Rewrite all of the records below, putting "give its position" wherever "mark its location" occurs and leaving everything else unchanged.

┄┄┄┄┄┄┄┄┄┄

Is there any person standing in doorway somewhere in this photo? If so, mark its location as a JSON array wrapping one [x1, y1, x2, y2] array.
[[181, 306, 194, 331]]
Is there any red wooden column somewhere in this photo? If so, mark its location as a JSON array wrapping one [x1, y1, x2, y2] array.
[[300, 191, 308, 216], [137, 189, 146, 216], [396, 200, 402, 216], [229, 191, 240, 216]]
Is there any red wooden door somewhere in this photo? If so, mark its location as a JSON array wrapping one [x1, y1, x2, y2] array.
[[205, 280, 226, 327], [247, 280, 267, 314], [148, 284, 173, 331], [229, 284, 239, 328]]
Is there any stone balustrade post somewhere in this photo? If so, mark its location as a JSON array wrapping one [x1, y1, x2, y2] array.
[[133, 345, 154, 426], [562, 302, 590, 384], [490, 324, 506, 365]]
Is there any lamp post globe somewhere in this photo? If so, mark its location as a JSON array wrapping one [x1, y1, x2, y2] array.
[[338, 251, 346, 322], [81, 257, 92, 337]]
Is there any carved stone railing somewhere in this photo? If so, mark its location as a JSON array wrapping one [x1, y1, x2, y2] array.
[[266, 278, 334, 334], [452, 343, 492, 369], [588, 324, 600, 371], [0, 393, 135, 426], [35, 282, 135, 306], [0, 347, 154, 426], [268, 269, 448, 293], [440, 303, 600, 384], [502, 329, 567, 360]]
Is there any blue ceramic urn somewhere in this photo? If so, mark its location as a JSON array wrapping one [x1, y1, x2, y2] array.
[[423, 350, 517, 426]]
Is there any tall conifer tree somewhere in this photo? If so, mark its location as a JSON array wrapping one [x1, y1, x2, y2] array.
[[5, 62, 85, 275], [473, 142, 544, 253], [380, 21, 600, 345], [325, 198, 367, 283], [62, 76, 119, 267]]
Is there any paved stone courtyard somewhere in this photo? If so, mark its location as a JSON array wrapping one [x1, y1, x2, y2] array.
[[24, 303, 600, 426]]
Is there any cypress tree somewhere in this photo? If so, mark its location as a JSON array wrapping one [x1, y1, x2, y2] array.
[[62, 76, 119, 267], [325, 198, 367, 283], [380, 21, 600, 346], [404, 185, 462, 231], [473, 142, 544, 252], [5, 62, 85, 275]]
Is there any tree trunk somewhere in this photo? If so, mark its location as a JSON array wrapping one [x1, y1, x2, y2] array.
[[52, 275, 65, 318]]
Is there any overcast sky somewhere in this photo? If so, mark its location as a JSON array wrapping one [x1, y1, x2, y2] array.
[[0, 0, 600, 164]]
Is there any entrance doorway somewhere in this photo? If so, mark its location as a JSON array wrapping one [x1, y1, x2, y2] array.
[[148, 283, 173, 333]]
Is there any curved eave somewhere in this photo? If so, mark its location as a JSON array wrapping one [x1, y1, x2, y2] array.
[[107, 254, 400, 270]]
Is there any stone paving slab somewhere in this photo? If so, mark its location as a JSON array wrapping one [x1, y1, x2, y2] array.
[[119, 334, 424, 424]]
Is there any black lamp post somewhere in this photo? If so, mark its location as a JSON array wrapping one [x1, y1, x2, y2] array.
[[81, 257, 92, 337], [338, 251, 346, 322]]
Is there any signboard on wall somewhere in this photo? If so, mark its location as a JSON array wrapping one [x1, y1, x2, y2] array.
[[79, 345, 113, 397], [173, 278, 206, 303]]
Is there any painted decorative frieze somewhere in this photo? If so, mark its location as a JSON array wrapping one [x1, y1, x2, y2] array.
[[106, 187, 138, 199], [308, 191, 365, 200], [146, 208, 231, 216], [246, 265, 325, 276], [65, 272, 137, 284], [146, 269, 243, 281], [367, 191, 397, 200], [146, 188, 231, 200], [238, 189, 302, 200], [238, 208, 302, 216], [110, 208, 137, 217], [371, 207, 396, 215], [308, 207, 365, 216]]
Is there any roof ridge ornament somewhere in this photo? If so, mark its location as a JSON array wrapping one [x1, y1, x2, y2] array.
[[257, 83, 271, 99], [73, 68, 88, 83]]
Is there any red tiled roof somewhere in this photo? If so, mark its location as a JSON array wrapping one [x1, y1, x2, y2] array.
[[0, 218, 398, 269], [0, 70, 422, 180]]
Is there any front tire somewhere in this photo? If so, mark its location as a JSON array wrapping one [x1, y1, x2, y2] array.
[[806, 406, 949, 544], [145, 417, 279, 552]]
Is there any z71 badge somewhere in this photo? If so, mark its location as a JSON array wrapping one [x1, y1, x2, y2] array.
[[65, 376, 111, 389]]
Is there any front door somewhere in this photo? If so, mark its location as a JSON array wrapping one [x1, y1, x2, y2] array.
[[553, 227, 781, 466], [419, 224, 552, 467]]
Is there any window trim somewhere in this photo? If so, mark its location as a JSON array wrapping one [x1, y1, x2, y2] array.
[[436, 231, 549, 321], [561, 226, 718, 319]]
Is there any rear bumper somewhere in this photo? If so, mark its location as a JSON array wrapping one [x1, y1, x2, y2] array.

┄┄┄┄┄┄┄┄┄┄

* TASK ANSWER
Is there any person standing in doorway somewhere in this photo? If so, give its position as a JSON array wrapping one [x1, y1, x2, y2] array.
[[181, 306, 194, 331]]
Is there any red wooden column somewhere in this photo? If so, give its position as a JSON array wrapping one [x1, y1, x2, y2] array.
[[300, 191, 308, 216], [137, 189, 146, 216], [396, 200, 402, 216], [229, 191, 240, 216]]
Is there any red wooden door somewhere in this photo? If so, give its position as a JSON array wrapping one [x1, y1, x2, y2] array.
[[205, 280, 226, 327], [247, 280, 267, 314], [148, 284, 173, 331], [229, 284, 239, 328]]
Is there any stone balustrade post somewhere in this photo? If so, give its position as a JSON array wrapping one [x1, y1, x2, y2] array.
[[133, 345, 154, 426], [562, 302, 590, 384], [490, 324, 506, 365]]
Is there any lamp post globe somewhere in this photo? If so, give its position as a JSON array wrapping one [x1, y1, x2, y2] array.
[[338, 251, 346, 322], [81, 257, 92, 337]]
Is there any carved stone railing somewhere in this photo? If so, give its position as a JSON array wrapping one [x1, y1, x2, y2] array.
[[266, 278, 334, 334], [452, 343, 492, 369], [588, 324, 600, 371], [0, 393, 135, 426], [35, 282, 135, 306], [0, 347, 154, 426], [268, 269, 448, 293], [440, 303, 600, 384], [502, 329, 567, 360]]
Is there any blue ceramic urn somewhere in this photo? If so, give its position as a JSON array wrapping one [x1, y1, x2, y2] array.
[[423, 350, 517, 426]]
Is there any tall conifer tree somewhere in this photo? If so, give its position as a JSON array wrapping one [x1, y1, x2, y2] array.
[[5, 62, 85, 275], [473, 142, 544, 253], [380, 21, 600, 345], [325, 198, 367, 283], [62, 76, 119, 267]]
Is there any paved stone courtyard somewhere in this photo? If so, give its position as a JSON array wrapping one [x1, y1, x2, y2] array.
[[24, 303, 600, 426]]
Is there any cypress tree somewhere in this photo? If so, give its position as a JSON array wrapping one [x1, y1, x2, y2] array.
[[62, 76, 119, 267], [325, 198, 367, 283], [380, 21, 600, 346], [404, 185, 462, 231], [473, 142, 544, 252], [5, 62, 85, 275]]
Is there any tree trunk somewhere in this photo? If so, give its position as a JSON array wrapping one [x1, y1, x2, y2] array.
[[52, 275, 65, 318]]
Is there any overcast sky somewhere in this photo? If so, give its position as a JSON array wrapping one [x1, y1, x2, y2] array.
[[0, 0, 600, 164]]
Is there any entrance doorway somewhere in this photo? If so, give its position as a JSON array wrapping one [x1, y1, x2, y2] array.
[[148, 283, 173, 333]]
Is there any curved eave somewhere in this photo? If so, give its position as a JSON array wrapping one [x1, y1, x2, y2] array.
[[107, 254, 400, 270]]
Is there any stone paving slab somewhere in this photo? If so, give its position as a JSON array wrapping one [x1, y1, x2, y2] array.
[[119, 334, 424, 424]]
Is there any black lamp post somewhere in this photo? If so, give its position as a JSON array wrapping one [x1, y1, x2, y2] array.
[[81, 257, 92, 337], [338, 251, 346, 322]]
Is there any signboard on wall somewhere in this photo? If so, give its position as a JSON array wrapping one [x1, y1, x2, y2] array.
[[79, 345, 113, 397], [173, 278, 206, 303]]
Is there any painted decorative frieze somewhere in this photo? If so, give its position as a JSON array wrapping one [x1, y1, x2, y2] array.
[[106, 187, 138, 199], [308, 191, 365, 200], [146, 208, 231, 216], [246, 265, 325, 276], [65, 272, 137, 284], [146, 269, 243, 281], [367, 191, 397, 200], [146, 188, 231, 200], [238, 189, 302, 200], [238, 208, 302, 216], [110, 208, 137, 217], [371, 207, 396, 215], [308, 207, 365, 216]]
Is there any roof ridge ornament somewhere in this photo? If so, give its position as a JSON array wrapping one [x1, y1, x2, y2] array.
[[257, 83, 271, 99], [73, 68, 88, 83]]
Is there any red tiled roof somewhere in this photo? If so, give its position as a JSON array wrapping one [x1, y1, x2, y2] array.
[[0, 218, 398, 269], [0, 70, 422, 180]]
Is there any front tire somewhere in this photo? If so, give its position as a JSON array wrapping one [x1, y1, x2, y2] array.
[[806, 406, 949, 544], [145, 417, 279, 552]]
Is there any z71 badge somewhere in this photo? If so, give its position as a JSON array wrapping one [x1, y1, x2, y2] array.
[[65, 376, 111, 389]]
Is there any front door somewhere in this photo? If so, give its position as a JSON array wrapping one [x1, y1, x2, y2] array.
[[553, 227, 781, 466], [419, 224, 552, 467]]
Is there any window trim somewhere in this photo? If so, give its position as a JSON array wrapping one [x1, y1, x2, y2] array.
[[436, 231, 549, 321], [561, 226, 718, 319]]
Is there any rear bumper somewhere in this photo? If so, give its position as a JSON array wrapping one [x1, y1, x2, y2] array.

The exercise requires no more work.